--- begin Exercise data ---

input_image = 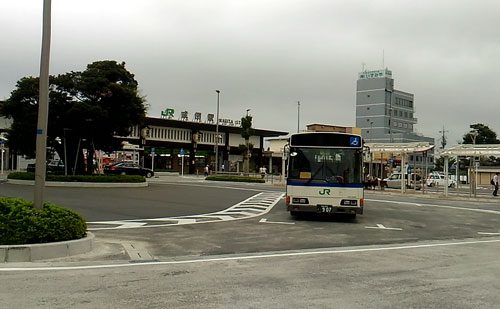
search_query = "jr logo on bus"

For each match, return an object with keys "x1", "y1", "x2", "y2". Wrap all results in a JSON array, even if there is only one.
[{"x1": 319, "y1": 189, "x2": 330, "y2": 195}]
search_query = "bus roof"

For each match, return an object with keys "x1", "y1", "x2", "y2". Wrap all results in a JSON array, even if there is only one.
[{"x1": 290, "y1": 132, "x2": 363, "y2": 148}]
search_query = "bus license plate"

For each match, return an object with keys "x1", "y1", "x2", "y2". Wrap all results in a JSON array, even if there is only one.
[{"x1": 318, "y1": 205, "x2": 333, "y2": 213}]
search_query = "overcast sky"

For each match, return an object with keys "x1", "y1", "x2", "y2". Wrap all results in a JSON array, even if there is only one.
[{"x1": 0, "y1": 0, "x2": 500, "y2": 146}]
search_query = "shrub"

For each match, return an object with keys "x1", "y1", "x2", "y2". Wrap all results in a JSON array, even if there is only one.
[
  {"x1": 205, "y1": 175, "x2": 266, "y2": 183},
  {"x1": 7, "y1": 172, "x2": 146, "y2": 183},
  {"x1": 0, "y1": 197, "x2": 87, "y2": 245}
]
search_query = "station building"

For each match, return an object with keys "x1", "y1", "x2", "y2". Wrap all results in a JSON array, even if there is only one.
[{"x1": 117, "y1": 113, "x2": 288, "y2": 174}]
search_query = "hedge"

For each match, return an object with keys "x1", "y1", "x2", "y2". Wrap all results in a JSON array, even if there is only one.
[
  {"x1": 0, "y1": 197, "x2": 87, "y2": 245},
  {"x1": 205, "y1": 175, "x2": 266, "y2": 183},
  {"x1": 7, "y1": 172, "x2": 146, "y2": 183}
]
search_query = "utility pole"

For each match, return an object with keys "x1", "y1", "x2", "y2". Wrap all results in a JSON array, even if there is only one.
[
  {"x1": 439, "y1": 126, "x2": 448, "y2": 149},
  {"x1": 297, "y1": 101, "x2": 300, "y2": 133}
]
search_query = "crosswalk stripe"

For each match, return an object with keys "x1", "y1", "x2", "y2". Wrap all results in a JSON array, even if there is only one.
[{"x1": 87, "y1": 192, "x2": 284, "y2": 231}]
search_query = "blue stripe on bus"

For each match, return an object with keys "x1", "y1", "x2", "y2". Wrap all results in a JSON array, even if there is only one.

--- end Exercise data ---

Write out every record above exactly as it stands, but leave out the pictures.

input_image = 
search_query = "jr logo on bus"

For each match, return an object with keys "x1", "y1", "x2", "y2". Wrap all results in a JSON array, even if there is only one.
[{"x1": 319, "y1": 189, "x2": 330, "y2": 195}]
search_query = "bus roof"

For each match, return an object with keys "x1", "y1", "x2", "y2". Wrap all results in a JSON array, even if there is only one.
[{"x1": 290, "y1": 132, "x2": 363, "y2": 148}]
search_query = "bus license plate"

For each match, return an object with keys "x1", "y1", "x2", "y2". Wrap all results in a JSON array, even if there is only one.
[{"x1": 318, "y1": 205, "x2": 333, "y2": 213}]
search_query = "overcast sky"

For each match, return an object with keys "x1", "y1", "x2", "y2". Wrap all results in a JSON array, even if there is only one.
[{"x1": 0, "y1": 0, "x2": 500, "y2": 146}]
search_query = "shrub"

For each match, return an object with keys "x1", "y1", "x2", "y2". Wrap all results in a JSON array, even if there is only one.
[
  {"x1": 205, "y1": 175, "x2": 266, "y2": 183},
  {"x1": 7, "y1": 172, "x2": 146, "y2": 183},
  {"x1": 0, "y1": 197, "x2": 87, "y2": 245}
]
search_query = "station building"

For each match, return an object with keys "x1", "y1", "x2", "y2". Wrap all results in a JSON array, even if there is only one.
[{"x1": 117, "y1": 113, "x2": 288, "y2": 174}]
search_query = "hedge"

For each match, return an object with keys "x1", "y1", "x2", "y2". Wrap all results in a JSON array, even if there is only one.
[
  {"x1": 0, "y1": 197, "x2": 87, "y2": 245},
  {"x1": 205, "y1": 175, "x2": 266, "y2": 183},
  {"x1": 7, "y1": 172, "x2": 146, "y2": 183}
]
search_query = "utility pole"

For each match, return an object with keys "x1", "y1", "x2", "y2". Wrap all results in a JSON array, even if there is only one.
[
  {"x1": 439, "y1": 126, "x2": 448, "y2": 149},
  {"x1": 297, "y1": 101, "x2": 300, "y2": 133}
]
search_query = "crosswalk stripe"

For each match, return an object with keys "x1", "y1", "x2", "y2". Wrap all results in a JSON array, even if there is only one.
[{"x1": 87, "y1": 192, "x2": 284, "y2": 231}]
search_query = "blue stripe on bus"

For each match, return an object with keys "x1", "y1", "x2", "y2". Wrap all results in a JSON array, even if there is only one.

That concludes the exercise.